*Given request*. Return each line from the rows below that contains the word "roof".

*Material supplied*.

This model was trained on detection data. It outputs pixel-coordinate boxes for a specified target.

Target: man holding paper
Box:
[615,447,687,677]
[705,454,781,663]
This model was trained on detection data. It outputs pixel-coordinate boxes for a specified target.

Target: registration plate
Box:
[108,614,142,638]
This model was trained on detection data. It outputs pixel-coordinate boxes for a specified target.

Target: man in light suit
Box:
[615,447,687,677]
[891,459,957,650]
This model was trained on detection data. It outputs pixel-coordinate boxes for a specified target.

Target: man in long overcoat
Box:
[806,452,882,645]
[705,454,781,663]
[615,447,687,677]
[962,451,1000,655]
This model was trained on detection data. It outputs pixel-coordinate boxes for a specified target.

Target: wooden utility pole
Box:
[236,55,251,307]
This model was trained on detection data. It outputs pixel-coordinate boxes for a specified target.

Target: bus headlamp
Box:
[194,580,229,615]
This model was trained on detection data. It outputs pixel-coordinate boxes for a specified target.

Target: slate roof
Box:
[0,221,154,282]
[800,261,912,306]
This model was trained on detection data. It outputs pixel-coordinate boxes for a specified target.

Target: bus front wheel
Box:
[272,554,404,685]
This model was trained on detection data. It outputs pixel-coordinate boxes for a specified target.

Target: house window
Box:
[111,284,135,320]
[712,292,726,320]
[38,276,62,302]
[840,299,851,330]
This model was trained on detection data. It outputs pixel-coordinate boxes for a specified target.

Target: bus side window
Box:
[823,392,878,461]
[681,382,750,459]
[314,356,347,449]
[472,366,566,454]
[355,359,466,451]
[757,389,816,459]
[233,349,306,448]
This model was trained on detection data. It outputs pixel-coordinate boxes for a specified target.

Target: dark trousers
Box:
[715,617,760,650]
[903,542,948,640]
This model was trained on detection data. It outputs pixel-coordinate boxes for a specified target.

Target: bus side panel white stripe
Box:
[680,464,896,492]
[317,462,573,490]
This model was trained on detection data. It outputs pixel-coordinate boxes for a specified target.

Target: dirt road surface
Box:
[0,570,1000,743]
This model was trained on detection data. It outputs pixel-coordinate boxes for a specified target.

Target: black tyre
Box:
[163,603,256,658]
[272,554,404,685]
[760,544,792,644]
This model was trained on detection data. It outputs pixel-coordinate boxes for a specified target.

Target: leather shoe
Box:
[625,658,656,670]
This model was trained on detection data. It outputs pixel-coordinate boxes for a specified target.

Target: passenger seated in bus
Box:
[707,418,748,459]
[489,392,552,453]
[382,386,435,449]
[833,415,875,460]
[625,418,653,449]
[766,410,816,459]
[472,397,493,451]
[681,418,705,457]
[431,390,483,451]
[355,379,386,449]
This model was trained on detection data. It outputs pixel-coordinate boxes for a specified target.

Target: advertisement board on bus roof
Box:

*Written response*.
Target: slate roof
Target: advertisement board on bus roof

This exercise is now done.